══ EXERCISE MATERIALS ══

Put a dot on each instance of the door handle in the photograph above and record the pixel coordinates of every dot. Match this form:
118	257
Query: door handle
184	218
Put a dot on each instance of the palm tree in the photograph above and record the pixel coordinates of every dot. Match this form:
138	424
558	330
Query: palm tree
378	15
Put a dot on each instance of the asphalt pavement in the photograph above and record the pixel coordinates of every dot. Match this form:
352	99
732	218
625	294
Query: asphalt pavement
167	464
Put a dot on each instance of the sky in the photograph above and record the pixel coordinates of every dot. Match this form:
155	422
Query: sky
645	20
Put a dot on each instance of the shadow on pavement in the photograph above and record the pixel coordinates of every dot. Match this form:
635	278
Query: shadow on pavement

═══

WHAT YOU WILL DO
In the listing above, find the line containing "Put a dot on each instance of the shadow" and please quote exactly that line through the last one, and no other lines.

COMPLETED EXERCISE
Put a dot on each instance of the shadow on pavement in the photograph above and record the pixel coordinates of every dot. Match this form:
635	278
Query: shadow on pavement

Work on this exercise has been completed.